Extrait du texte>
Die verhinderte Grossmacht. Frankreichs Sicherheitspolitik nach dem Ende des Ost-West-Konflikts
Depuis peu, des dissonances sont apparues entre Paris et Bonn à propos de la construction de l’Europe et on est conduit à s’interroger sur les causes des frictions qui troublent l’harmonie du couple franco-allemand. Pour les uns, il s’agit d’une brouille passagère qui ne menace pas la solidité de l’union conclue il y a plus de trente ans, tandis que d’autres considèrent que les difficultés qui ont surgi trouvent leur origine dans des malentendus qui se dissiperont lorsque les deux partenaires auront pris la mesure de leurs intérêts communs. Ainsi, les perceptions sont une réalité qui ne saurait être négligée par les analystes des relations internationales et La grande puissance entravée, qui traite de la politique de sécurité de la France après la fin du conflit Est-Ouest, met bien en évidence le rôle du facteur subjectif dans les rapports entre la France et l’Allemagne.

Petit exercice A>
Répondez brièvement à ces questions sur l'extrait ci-dessus :
(i) À propos de quoi des dissonances sont-elles apparues entre Paris et Bonn ?
(ii) Selon d'autres, où les difficultés qui ont surgi trouvent-elles leur origine ?
(iii) Quel rôle l'ouvrage La grande puissance entravée met-il en évidence dans les rapports entre la France et l'Allemagne ?
Petit exercice B> Reprenez l'extrait sur la politique de sécurité de la France là où il s'arrête et rédigez-en la suite en un paragraphe.
Le matériel présenté ensuite n'a aucun lien avec l'extrait.

Partie données>

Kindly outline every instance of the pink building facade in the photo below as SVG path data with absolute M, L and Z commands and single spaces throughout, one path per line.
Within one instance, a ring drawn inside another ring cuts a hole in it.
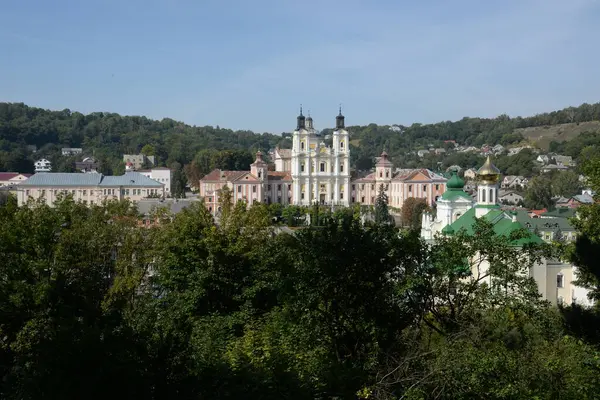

Résultat final A>
(i) À propos de la construction de l'Europe.
(ii) Dans des malentendus qui se dissiperont lorsque les deux partenaires auront pris la mesure de leurs intérêts communs.
(iii) Le rôle du facteur subjectif.

Résultat final B>
Ce livre réunit des textes discutés lors d’un séminaire de troisième cycle animé par le professeur Hanns Maull à l’université de Trèves pendant l’année 1994-1995. Pour mener à bien ce projet, il a bénéficié du concours de Michael Meimeth, un chercheur à l’Institut de science politique de l’université de la Sarre qui s’est spécialisé dans l’étude des problèmes de sécurité en Europe et a consacré sa thèse de doctorat à « La politique de détente de la France sous les présidences de Georges Pompidou et de Valéry Giscard d’Estaing ». Outre les travaux effectués par les étudiants et leurs professeurs, on trouvera dans ce recueil des contributions de personnalités extérieures comme Lothar Ruehl, qui fut secrétaire d’État à la Défense du gouvernement fédéral dans les années quatre-vingt, et Peter Schmidt, qui est l’un des meilleurs experts des questions de sécurité européenne à la Fondation « science et politique » de Ebbenhausen (Bavière). Placée sous le signe de l’interdisciplinarité et du dialogue, cette publication témoigne de la fécondité des études stratégiques outre-Rhin et de l’intérêt qu’on y porte aux nouvelles orientations de la politique de défense de la France depuis l’élection de Jacques Chirac à la présidence de la République.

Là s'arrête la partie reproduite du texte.